* _Text excerpt_
####################

The Kerry Packer revolution, led by Chappell and his fellow stirrers, let loose a monster – a monster that is now roaming free. Now we routinely have players who already earn gazillions yet who deem it necessary each year to abandon their States and the Sheffield Shield, Australia’s test cricket nursery, and head off to the Indian Premier League or other meaningless money spinners so as to be able to fund their ten-million-dollar Coogee mansions (Pat).
Cricket Australia’s latest mess neatly bookends the summer, which began with the humiliation of our former captain over a private matter of no concern to anyone except Tim Paine and his wife. This would be the captain who, along with the now sacked coach, literally saved Australian cricket in 2018 when we were found to be bungling cheats. Overpaid, bungling cheats. Two of the cheats remain in the team. Sorry, playing group. One is deemed worthy still to be vice-captain. Did his time. Back now at, or near, the top. Still earning millions. While the captain and the coach who saved our bacon after Sandpapergate and the horrors of Newlands have both been unceremoniously shown the door. Figure that one out.
The disastrous corporatist model is everywhere.
Australian universities, too, have been turned into corporations run by dunderheads who think that education is a business (for the masses) and that students are customers. And, as we know from Business Studies 101, the customer is always right. At least in the manuals. Let everyone in, then treat them with kid gloves. Let them create the courses and get their professors sacked if they are too demanding.

####################

* _Data records_
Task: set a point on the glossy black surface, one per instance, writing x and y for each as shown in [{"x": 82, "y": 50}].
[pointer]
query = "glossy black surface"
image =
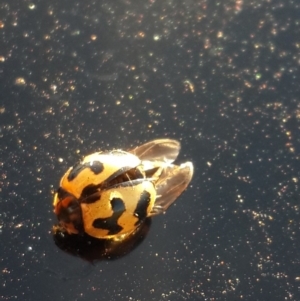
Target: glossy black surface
[{"x": 220, "y": 76}]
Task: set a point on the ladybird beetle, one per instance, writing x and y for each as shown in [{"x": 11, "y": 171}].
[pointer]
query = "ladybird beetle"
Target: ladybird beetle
[{"x": 109, "y": 194}]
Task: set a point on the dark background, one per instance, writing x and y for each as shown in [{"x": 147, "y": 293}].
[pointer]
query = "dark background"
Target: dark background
[{"x": 220, "y": 76}]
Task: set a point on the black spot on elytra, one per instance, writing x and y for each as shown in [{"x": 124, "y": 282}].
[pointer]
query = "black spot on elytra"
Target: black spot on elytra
[
  {"x": 141, "y": 208},
  {"x": 95, "y": 166},
  {"x": 111, "y": 223}
]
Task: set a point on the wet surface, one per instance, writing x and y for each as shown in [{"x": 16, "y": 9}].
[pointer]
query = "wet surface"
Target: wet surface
[{"x": 221, "y": 77}]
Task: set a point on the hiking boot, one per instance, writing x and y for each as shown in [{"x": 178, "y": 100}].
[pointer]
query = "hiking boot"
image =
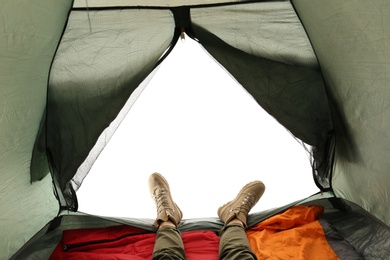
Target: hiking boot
[
  {"x": 245, "y": 200},
  {"x": 166, "y": 207}
]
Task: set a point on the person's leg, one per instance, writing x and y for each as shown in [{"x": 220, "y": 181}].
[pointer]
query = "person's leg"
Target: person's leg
[
  {"x": 234, "y": 243},
  {"x": 168, "y": 244}
]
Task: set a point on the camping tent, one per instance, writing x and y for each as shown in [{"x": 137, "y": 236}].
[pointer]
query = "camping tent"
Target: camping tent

####################

* _Work instruction A_
What does the cricket commentary call the Sheffield Shield?
* _Work instruction B_
Return the part of the cricket commentary from "The Kerry Packer" to "Coogee mansions (Pat).", word for word.
The rows have nothing to do with the cricket commentary.

* _Exercise output A_
Australia's test cricket nursery.

* _Exercise output B_
The Kerry Packer revolution, led by Chappell and his fellow stirrers, let loose a monster – a monster that is now roaming free. Now we routinely have players who already earn gazillions yet who deem it necessary each year to abandon their States and the Sheffield Shield, Australia’s test cricket nursery, and head off to the Indian Premier League or other meaningless money spinners so as to be able to fund their ten-million-dollar Coogee mansions (Pat).